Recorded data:
---+---

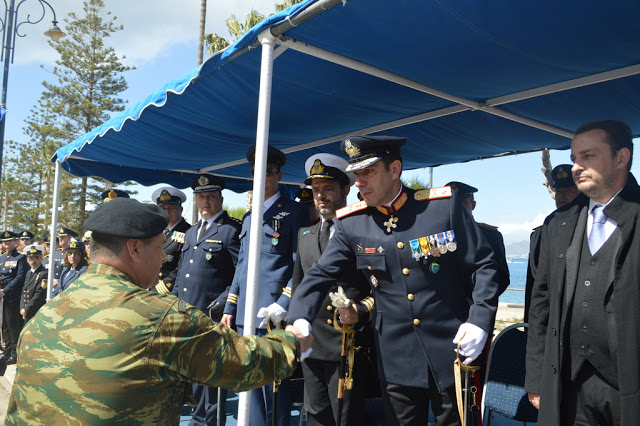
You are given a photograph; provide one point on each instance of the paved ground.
(506, 313)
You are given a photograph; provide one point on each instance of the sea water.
(518, 273)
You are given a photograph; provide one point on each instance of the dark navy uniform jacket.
(13, 269)
(327, 340)
(419, 305)
(34, 292)
(276, 261)
(207, 265)
(173, 249)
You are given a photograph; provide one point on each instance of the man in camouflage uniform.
(116, 353)
(170, 200)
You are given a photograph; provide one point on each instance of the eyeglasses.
(270, 171)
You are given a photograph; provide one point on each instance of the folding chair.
(504, 383)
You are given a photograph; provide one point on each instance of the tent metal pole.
(54, 226)
(257, 204)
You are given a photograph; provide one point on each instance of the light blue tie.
(596, 237)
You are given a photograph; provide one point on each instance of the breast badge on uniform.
(434, 245)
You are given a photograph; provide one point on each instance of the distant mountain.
(518, 249)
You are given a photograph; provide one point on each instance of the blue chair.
(504, 392)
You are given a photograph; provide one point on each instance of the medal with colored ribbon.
(451, 237)
(276, 234)
(415, 249)
(442, 245)
(434, 246)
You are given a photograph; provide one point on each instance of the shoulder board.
(432, 193)
(355, 207)
(491, 227)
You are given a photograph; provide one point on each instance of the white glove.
(472, 339)
(305, 328)
(274, 312)
(339, 299)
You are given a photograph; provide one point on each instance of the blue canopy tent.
(462, 79)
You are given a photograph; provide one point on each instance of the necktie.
(203, 228)
(325, 232)
(596, 237)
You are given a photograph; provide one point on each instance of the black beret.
(207, 183)
(364, 151)
(274, 156)
(76, 245)
(110, 194)
(562, 177)
(8, 236)
(63, 231)
(462, 189)
(127, 218)
(26, 234)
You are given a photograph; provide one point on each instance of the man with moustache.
(330, 185)
(417, 250)
(584, 331)
(170, 200)
(205, 271)
(565, 192)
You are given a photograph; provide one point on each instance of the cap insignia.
(562, 174)
(317, 168)
(351, 149)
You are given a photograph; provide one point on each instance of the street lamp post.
(10, 29)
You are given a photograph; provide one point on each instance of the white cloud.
(150, 26)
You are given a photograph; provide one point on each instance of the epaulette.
(355, 207)
(432, 193)
(491, 227)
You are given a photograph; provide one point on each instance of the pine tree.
(89, 81)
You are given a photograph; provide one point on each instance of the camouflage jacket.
(106, 351)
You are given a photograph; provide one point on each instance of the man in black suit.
(170, 200)
(330, 186)
(34, 292)
(417, 250)
(584, 328)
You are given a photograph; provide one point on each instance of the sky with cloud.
(160, 40)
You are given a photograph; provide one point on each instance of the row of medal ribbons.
(433, 245)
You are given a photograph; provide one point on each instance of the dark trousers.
(12, 326)
(590, 400)
(321, 395)
(261, 406)
(206, 410)
(406, 405)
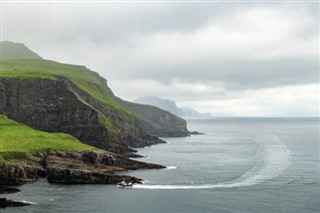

---+---

Work to be completed: What is needed is a word-for-word transcription of all the entries, with the pictures dropped.

Solved exercise:
You are given a photograph; provide one point on each instance of the paved ground.
(506, 313)
You are given a photograph; provide one point on each instance of the sea water.
(518, 273)
You are given a photograph; provide one point on each instance of the dark navy uniform jacket.
(13, 269)
(327, 340)
(419, 305)
(34, 292)
(276, 261)
(207, 265)
(173, 249)
You are given a photograph; provide one point on each instance of the man in camouflage uniform.
(116, 353)
(170, 200)
You are given a photograph; provide one point on each instance of the eyeglasses.
(270, 171)
You are given a photograph; provide one point on each instance of the folding chair.
(504, 383)
You are given a photograph; provide one point on each instance of the tent metal pole.
(54, 226)
(257, 204)
You are given a photograph; provide one point on each instance of the light blue tie.
(596, 237)
You are given a photograph; provide one point on each instance of the breast badge on uniform.
(434, 245)
You are given a photograph; provide one point on each instance of the distant mountain.
(518, 249)
You are given a photograph; provide one point on each instance of the blue chair.
(504, 392)
You are given a photograph; provide one point on each instance of the medal with colored ribbon.
(451, 237)
(276, 234)
(415, 249)
(442, 245)
(434, 246)
You are given a photograph; provide one point on each instance of the shoulder board.
(432, 193)
(355, 207)
(491, 227)
You are given a photograph; provide one point on each instance of the white glove.
(472, 339)
(305, 328)
(274, 312)
(339, 299)
You are given a photograph; provide one point on each instance of the blue canopy tent.
(462, 79)
You are given a photograph; provide one point on each instance of the necktie.
(203, 228)
(325, 232)
(596, 237)
You are given a photograph; provide one point on each instance of the black beret.
(207, 183)
(364, 151)
(274, 156)
(76, 245)
(110, 194)
(562, 177)
(8, 236)
(63, 231)
(462, 189)
(127, 218)
(26, 234)
You are given a photograph; provide one point on each instance of the man with moustache.
(330, 185)
(417, 250)
(584, 331)
(170, 200)
(205, 271)
(565, 192)
You are given a photograph; provide one point on each instance of the cap insignia.
(562, 174)
(317, 168)
(351, 149)
You are given a photograph; provide one point on each instance of the street lamp post.
(10, 29)
You are given a photograph; provide one point on each instance of the white cloud.
(150, 26)
You are given a photograph; provide one point on each instance of the epaulette.
(355, 207)
(432, 193)
(491, 227)
You are given a photograph; provide one point on each instance of the pine tree.
(89, 81)
You are given a photograph; provide one point on each instance of the camouflage jacket.
(106, 351)
You are given a photograph; provide one point on each instance of the man in black suit.
(170, 200)
(330, 186)
(34, 292)
(417, 250)
(584, 328)
You are given a photograph; provide one point on each instance of the sky with cloud.
(160, 40)
You are given a photograph; provide one point on each instance of the row of medal ribbons.
(433, 245)
You are given a photograph; provide one point on each instance of the dark trousers.
(12, 326)
(590, 400)
(321, 395)
(261, 406)
(206, 410)
(406, 405)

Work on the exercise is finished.